(Data for this exercise)

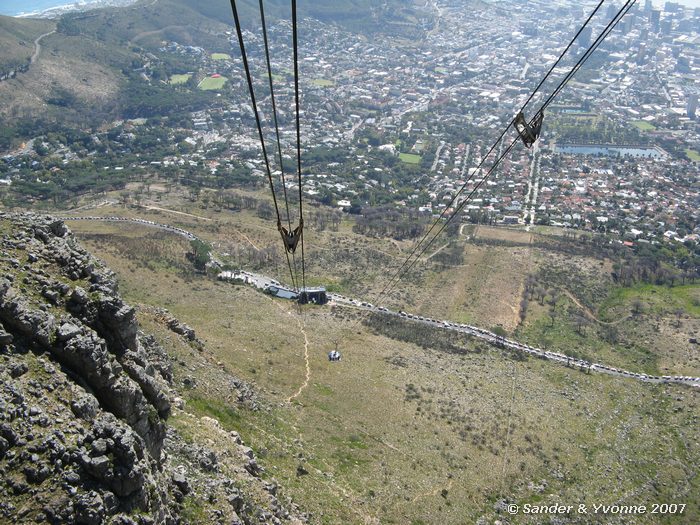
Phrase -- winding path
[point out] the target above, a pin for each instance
(37, 46)
(260, 281)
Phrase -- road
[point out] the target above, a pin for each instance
(533, 188)
(263, 282)
(37, 46)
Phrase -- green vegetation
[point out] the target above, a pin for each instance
(228, 416)
(201, 253)
(322, 82)
(656, 299)
(410, 158)
(212, 84)
(643, 125)
(448, 393)
(693, 155)
(180, 79)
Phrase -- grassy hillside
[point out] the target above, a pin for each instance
(17, 39)
(413, 426)
(90, 70)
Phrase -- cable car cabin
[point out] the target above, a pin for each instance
(282, 293)
(313, 295)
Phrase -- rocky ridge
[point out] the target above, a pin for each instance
(85, 397)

(End Data for this exercise)

> _What you need to do_:
Line for line, retype the material exactly, omitting any pictures.

> _Output of the task_:
Phrase -- winding path
[point out] the target above, a pin for each instance
(37, 46)
(260, 281)
Phrase -- road
[point out] the target above, a pin for each instance
(533, 188)
(263, 282)
(37, 46)
Phrase -- green vegetation
[point out] the target above, a pin for each instance
(228, 416)
(201, 253)
(322, 82)
(656, 299)
(410, 158)
(212, 84)
(643, 125)
(448, 393)
(693, 155)
(180, 79)
Phrase -- grassy hillside
[point out] the target above, a pin for each instance
(17, 39)
(413, 426)
(90, 70)
Phrase -- cable car cabin
[point out] the target above, a pin for each instance
(282, 293)
(313, 295)
Phrase -- rocky ridge
[point out] the target above, a pin for each instance
(85, 397)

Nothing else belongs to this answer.